(Aim): Reproduce the data below, replacing every occurrence of "lunar eclipse" with "solar eclipse" and leaving all other text unchanged.

(Data listing):
● ● ● ● ●

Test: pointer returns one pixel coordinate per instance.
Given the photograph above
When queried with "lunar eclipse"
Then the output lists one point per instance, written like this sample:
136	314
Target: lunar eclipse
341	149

● ● ● ● ●

(Response to the exercise):
Test: pointer returns one pixel coordinate per instance.
Given the photograph above
When queried with "solar eclipse"
Then the output lists one point per instance, written like this sample:
136	314
Target: solar eclipse
341	149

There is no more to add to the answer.